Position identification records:
────────
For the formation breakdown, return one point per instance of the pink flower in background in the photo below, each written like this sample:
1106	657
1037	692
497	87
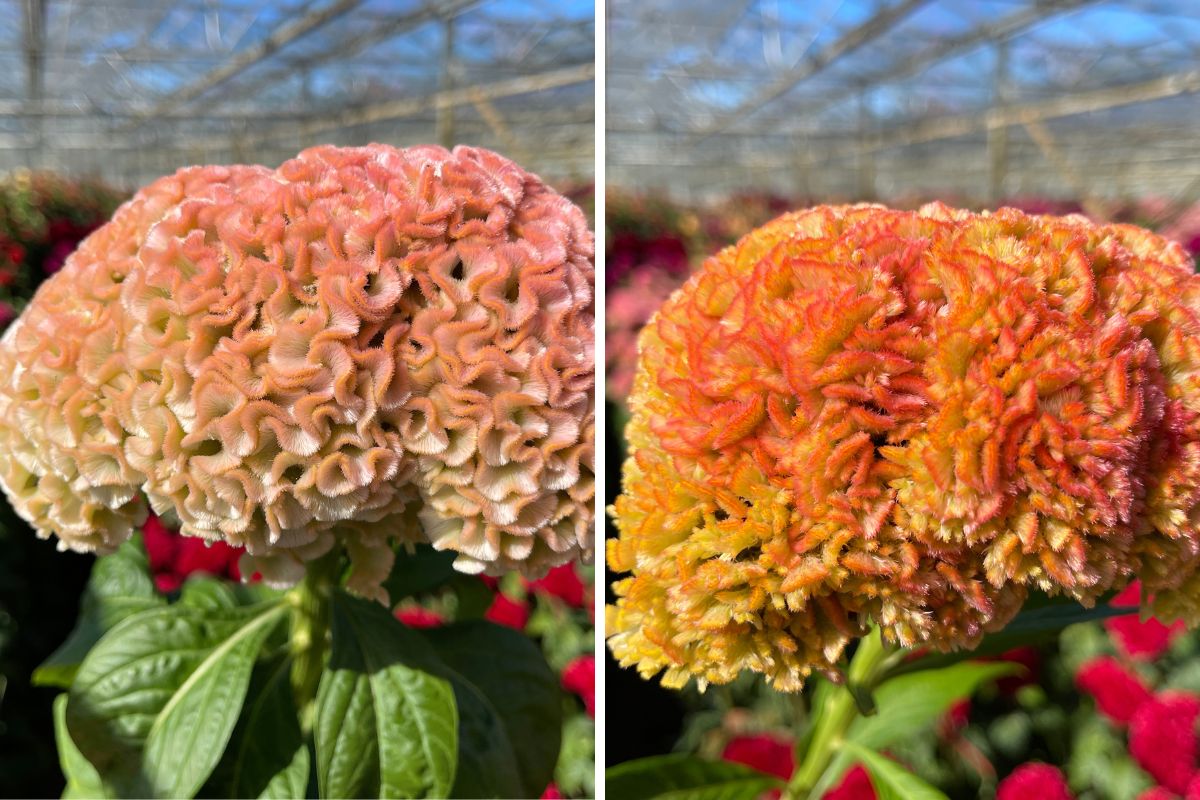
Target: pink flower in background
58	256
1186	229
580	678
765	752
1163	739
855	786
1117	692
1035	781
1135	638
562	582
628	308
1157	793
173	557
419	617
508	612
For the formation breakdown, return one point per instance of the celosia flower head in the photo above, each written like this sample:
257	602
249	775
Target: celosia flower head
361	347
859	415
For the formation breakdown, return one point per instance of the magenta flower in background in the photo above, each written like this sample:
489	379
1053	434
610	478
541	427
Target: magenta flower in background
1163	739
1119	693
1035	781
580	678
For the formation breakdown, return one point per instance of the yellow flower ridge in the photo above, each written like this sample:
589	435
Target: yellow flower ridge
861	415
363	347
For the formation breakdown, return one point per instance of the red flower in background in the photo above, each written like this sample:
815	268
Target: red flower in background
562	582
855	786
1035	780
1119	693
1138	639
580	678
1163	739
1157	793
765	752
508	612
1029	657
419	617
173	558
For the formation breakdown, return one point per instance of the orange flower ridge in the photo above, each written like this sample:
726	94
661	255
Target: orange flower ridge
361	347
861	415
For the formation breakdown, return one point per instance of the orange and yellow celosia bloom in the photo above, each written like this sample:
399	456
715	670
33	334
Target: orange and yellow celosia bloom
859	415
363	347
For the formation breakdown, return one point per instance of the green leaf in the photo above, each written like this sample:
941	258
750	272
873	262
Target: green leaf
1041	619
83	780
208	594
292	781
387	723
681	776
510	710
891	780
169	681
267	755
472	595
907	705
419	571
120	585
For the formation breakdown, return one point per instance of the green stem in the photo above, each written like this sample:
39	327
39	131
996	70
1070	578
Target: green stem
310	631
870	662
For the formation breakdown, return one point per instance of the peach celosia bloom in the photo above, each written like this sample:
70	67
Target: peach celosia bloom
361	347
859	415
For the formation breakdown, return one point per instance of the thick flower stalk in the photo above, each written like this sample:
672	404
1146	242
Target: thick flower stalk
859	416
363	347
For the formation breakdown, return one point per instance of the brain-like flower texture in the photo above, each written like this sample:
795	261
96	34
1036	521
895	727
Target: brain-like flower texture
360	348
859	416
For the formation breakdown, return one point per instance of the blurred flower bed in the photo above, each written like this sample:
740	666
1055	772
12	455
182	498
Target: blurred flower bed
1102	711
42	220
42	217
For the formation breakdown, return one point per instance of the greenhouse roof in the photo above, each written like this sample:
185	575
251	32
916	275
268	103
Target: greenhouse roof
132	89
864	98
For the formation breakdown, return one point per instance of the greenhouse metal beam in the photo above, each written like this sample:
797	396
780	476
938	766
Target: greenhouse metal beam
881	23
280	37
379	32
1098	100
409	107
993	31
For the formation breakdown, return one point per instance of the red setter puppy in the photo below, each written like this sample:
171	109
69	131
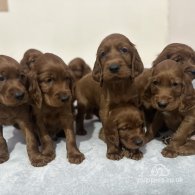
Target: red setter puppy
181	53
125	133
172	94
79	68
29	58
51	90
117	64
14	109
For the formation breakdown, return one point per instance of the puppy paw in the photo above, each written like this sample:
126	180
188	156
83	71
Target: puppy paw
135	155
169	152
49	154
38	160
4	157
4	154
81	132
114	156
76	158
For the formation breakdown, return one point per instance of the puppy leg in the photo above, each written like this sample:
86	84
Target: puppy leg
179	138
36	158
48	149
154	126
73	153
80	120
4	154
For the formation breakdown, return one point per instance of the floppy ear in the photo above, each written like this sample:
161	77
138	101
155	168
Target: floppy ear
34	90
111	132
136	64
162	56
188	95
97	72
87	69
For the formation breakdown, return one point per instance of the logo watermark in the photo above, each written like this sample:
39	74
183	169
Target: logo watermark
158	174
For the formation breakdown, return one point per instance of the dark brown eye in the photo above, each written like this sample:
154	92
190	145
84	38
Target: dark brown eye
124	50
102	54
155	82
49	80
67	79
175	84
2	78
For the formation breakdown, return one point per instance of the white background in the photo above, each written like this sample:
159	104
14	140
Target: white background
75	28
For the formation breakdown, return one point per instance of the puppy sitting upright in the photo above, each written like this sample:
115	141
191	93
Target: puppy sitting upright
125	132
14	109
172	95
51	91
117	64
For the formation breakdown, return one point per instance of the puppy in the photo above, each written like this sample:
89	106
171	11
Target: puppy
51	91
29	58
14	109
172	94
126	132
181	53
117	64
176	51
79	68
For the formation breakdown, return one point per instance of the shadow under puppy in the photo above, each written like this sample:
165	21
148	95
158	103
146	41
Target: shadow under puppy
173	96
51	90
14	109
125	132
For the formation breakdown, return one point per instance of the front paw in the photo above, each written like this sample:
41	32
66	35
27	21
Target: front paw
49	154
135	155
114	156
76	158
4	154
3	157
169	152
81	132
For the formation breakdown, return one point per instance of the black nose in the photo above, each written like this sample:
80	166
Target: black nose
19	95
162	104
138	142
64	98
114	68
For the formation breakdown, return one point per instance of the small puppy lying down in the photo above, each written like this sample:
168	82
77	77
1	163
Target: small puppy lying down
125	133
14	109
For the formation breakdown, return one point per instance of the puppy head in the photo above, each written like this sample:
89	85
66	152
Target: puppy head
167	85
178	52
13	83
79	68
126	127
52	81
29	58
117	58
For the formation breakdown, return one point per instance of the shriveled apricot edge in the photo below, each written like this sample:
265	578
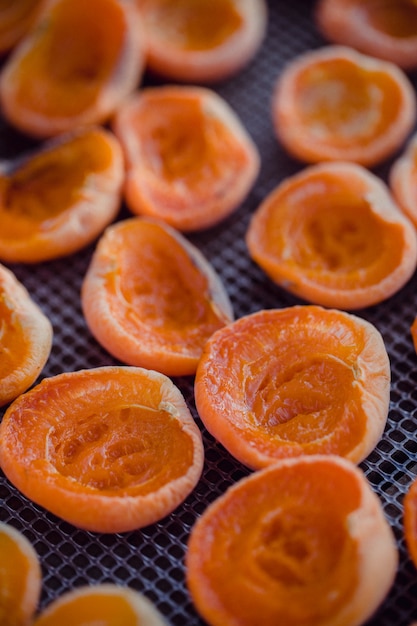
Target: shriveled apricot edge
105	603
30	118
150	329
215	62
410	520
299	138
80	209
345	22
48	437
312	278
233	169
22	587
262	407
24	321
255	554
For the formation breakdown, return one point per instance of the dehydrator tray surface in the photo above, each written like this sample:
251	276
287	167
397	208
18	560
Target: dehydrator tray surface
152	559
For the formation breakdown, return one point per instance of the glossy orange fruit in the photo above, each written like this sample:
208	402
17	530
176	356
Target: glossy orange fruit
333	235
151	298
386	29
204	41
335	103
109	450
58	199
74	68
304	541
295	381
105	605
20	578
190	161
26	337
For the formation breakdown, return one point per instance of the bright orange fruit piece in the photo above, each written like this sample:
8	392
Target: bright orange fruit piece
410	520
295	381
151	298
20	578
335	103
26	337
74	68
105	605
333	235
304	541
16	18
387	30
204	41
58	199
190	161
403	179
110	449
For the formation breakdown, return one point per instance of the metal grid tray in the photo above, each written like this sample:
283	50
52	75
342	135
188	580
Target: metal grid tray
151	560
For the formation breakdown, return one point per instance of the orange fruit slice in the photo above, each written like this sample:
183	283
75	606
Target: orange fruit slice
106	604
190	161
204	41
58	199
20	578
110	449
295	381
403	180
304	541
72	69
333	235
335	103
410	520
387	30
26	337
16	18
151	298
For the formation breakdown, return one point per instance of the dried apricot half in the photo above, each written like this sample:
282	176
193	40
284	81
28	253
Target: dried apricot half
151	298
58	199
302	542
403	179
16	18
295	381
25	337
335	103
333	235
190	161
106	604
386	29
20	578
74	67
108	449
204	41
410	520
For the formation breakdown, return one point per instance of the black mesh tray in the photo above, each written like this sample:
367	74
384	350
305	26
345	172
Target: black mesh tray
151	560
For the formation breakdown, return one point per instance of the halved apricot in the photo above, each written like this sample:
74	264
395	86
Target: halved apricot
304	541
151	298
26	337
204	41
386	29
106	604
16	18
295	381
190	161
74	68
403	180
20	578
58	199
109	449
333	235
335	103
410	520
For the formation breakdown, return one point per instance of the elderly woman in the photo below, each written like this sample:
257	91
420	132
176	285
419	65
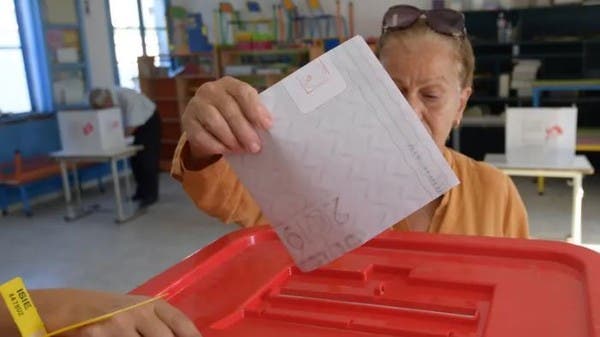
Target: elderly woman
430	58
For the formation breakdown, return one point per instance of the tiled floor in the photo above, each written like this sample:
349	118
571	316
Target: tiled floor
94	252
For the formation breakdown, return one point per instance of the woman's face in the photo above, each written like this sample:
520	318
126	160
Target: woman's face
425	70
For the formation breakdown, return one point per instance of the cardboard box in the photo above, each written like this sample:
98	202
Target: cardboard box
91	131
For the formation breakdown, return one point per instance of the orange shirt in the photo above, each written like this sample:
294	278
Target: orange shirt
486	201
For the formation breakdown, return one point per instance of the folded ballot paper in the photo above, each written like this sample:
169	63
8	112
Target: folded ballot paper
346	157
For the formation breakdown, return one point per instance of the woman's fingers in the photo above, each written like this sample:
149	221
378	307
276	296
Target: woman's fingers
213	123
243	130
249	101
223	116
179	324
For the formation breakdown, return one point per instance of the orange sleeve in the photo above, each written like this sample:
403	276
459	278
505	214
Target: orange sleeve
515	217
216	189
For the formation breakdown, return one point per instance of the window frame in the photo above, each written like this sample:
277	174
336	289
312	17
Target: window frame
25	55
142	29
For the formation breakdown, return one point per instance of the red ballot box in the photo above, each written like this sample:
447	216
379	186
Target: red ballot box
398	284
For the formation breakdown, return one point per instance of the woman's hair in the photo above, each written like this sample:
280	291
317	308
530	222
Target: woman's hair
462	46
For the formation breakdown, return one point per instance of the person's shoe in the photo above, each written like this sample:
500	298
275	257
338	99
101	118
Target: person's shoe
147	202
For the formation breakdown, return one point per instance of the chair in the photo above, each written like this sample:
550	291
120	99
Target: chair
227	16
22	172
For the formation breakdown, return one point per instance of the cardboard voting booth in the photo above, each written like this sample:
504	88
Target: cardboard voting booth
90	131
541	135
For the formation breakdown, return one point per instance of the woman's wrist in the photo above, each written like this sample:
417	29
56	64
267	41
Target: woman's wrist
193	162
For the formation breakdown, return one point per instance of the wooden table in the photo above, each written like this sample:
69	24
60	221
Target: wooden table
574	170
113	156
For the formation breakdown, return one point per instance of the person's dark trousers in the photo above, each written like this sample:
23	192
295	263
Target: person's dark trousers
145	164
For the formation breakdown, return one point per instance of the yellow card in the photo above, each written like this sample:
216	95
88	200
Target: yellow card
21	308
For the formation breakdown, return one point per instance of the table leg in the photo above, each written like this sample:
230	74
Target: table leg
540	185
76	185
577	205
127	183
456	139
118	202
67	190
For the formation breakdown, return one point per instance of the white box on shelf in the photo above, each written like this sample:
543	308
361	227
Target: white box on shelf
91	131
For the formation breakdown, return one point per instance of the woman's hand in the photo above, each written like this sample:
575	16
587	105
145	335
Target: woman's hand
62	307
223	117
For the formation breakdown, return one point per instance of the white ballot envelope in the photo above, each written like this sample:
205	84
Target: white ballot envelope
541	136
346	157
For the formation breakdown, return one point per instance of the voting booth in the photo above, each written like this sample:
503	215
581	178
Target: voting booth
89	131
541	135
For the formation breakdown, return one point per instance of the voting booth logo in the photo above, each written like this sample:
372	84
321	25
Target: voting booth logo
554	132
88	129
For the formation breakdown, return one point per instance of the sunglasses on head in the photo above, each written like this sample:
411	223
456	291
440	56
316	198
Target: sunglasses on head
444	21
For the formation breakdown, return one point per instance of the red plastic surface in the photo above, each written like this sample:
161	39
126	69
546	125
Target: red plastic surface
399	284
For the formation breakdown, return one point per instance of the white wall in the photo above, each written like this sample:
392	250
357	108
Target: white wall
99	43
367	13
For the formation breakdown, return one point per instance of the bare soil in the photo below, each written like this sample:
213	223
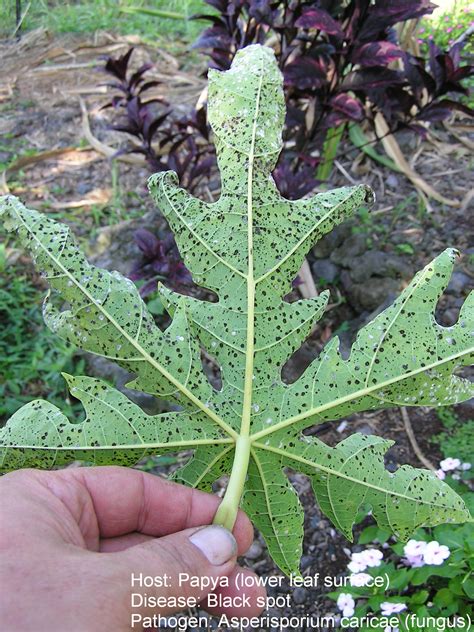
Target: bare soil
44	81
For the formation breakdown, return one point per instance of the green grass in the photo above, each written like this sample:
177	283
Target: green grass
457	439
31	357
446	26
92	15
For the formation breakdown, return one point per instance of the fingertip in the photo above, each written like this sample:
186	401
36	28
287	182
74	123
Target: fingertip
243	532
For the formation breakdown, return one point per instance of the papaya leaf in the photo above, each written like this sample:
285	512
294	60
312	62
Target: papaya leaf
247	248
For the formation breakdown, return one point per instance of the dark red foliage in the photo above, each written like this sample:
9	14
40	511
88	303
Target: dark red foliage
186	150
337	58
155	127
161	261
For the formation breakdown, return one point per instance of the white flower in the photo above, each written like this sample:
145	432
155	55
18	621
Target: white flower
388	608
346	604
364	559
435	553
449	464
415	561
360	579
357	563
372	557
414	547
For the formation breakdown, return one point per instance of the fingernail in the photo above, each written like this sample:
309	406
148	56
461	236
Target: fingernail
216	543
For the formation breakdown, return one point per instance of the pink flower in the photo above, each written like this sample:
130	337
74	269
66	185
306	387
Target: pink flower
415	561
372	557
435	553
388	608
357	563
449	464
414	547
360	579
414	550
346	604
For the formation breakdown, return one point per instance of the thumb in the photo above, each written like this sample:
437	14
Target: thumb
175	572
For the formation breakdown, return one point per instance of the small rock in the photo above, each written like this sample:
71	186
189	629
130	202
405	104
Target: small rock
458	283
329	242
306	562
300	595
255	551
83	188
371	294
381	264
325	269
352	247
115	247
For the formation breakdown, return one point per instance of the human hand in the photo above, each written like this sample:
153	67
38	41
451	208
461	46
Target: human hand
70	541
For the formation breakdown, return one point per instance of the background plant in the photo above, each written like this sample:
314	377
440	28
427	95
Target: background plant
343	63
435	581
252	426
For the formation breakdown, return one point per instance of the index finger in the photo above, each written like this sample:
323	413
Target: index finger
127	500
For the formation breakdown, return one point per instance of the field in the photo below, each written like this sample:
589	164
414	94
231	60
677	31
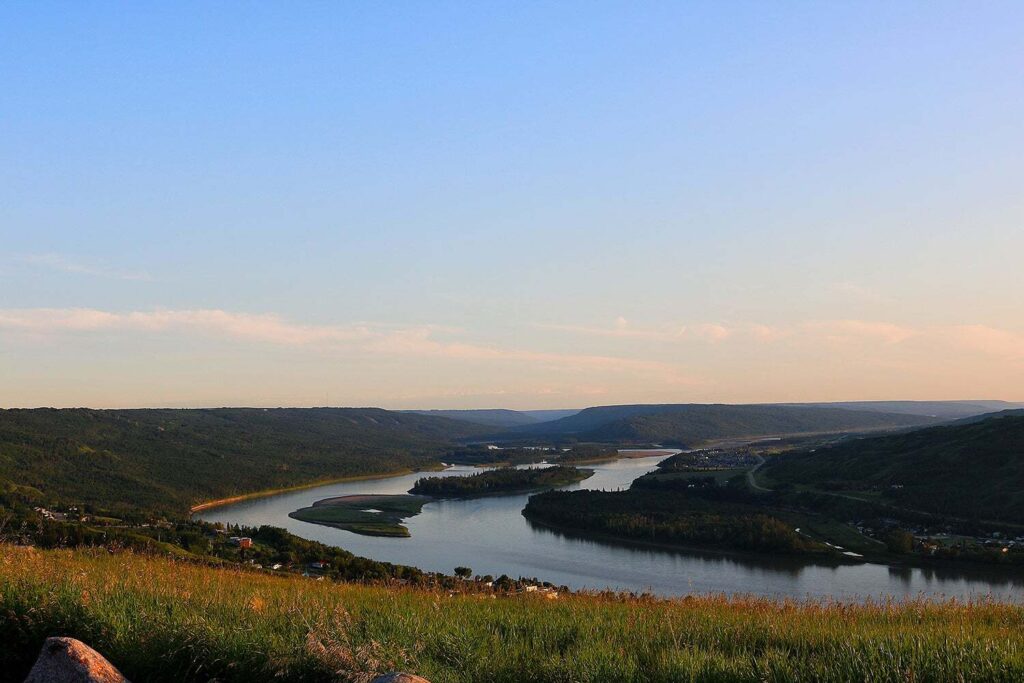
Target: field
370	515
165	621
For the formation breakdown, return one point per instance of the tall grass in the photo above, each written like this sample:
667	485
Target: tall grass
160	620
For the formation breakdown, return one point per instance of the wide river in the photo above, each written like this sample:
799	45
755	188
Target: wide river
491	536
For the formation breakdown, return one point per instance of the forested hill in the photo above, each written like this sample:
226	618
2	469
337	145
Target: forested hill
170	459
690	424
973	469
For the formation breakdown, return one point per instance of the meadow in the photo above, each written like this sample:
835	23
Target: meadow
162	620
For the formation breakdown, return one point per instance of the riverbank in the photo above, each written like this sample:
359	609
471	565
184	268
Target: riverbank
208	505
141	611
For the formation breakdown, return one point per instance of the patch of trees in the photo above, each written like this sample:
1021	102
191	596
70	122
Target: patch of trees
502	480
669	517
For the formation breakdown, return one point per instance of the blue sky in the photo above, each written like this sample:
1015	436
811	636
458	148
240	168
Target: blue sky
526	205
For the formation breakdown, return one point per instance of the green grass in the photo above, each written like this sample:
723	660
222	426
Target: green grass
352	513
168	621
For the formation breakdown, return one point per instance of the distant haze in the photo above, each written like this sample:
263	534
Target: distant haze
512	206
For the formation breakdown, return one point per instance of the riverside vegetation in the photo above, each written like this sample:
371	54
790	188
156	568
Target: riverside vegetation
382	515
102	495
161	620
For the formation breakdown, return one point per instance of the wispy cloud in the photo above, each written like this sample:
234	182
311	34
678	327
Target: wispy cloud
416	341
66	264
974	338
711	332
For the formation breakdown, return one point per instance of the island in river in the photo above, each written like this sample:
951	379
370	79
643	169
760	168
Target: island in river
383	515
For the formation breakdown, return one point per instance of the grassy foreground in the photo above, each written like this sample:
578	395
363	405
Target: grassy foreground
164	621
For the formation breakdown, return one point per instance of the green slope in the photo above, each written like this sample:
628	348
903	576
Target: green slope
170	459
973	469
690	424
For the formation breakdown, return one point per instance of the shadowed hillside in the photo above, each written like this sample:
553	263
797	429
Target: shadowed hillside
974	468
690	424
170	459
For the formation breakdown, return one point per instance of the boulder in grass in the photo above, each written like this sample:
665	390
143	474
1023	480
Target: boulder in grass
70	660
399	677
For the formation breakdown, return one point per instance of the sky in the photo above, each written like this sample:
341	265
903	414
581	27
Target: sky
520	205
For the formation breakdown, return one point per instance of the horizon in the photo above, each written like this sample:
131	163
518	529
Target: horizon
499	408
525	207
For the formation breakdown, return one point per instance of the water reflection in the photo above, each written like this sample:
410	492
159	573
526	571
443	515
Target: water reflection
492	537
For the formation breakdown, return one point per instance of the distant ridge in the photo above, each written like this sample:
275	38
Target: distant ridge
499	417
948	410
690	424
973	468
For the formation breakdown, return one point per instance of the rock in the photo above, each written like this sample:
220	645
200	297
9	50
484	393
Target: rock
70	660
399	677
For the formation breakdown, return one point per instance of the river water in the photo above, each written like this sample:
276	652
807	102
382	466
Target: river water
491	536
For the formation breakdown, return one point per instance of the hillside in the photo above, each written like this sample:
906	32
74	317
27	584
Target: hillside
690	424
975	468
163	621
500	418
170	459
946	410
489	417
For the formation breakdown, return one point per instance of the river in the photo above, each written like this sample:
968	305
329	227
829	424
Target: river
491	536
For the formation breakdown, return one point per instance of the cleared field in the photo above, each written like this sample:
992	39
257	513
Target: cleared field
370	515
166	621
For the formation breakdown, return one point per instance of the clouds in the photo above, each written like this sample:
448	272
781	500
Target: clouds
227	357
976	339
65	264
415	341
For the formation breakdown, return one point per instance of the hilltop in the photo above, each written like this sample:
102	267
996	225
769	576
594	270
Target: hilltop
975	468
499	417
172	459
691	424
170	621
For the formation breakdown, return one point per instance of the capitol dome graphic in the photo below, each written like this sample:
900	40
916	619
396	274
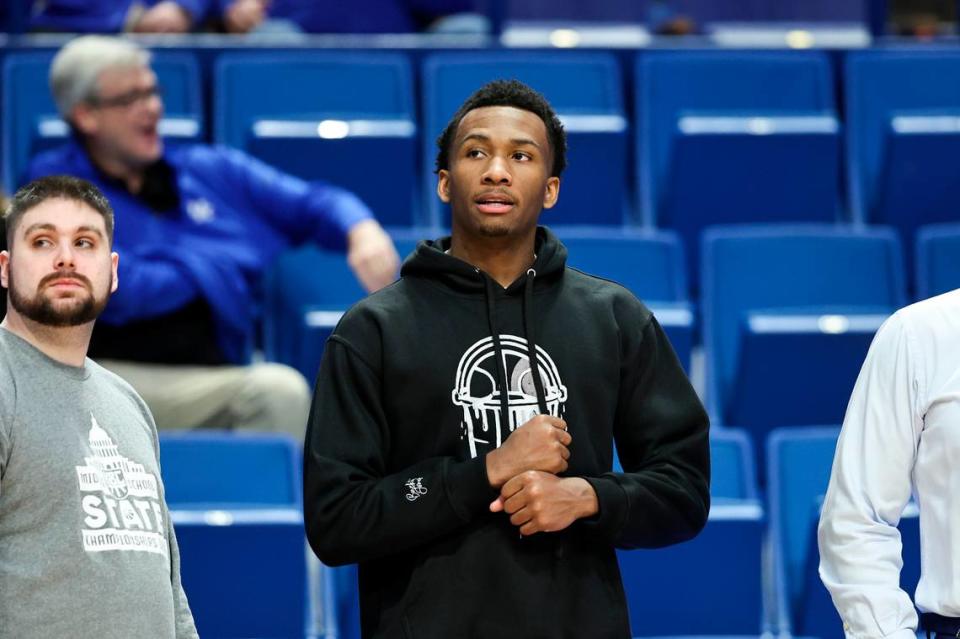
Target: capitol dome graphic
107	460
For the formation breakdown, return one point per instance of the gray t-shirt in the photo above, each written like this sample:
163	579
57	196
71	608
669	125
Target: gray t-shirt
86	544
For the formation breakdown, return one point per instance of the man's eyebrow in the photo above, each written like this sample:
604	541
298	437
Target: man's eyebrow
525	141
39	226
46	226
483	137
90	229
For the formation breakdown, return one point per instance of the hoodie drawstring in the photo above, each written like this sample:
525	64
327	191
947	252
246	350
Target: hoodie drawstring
────────
Exercise instructions >>
Nothing but the lines from the line containing "of the hilltop" through the last line of the material may be output, and they must be copied exactly, without pictures.

Answer to this exercise >>
For the formation breakdown, return one point per instance of the hilltop in the photo above, each written like this sample:
102	267
996	225
769	576
594	270
Target: hilltop
975	468
499	417
172	459
691	424
170	621
For the formation breakdown, return one point per instance of the capitol dome graphic in the photo below, each written like this sample:
900	40
916	619
396	274
Target: capitol dome graphic
107	460
For the formation breakdown, return one point per instance of the gray t-shirt in the photo above, each written like this sample:
163	579
57	196
71	608
669	125
Target: gray t-shirt
86	544
For the formation breakdown, return one point per instance of the man's eyebrow in the photo above, each written like this sample:
604	541
298	437
Target: man's eyebrow
525	141
39	226
46	226
483	137
90	229
For the formation breakdown, return one point per instance of the hoodie drawstring in the photo above, each written like this sample:
525	64
327	191
947	252
246	350
Target: hoodie drawstring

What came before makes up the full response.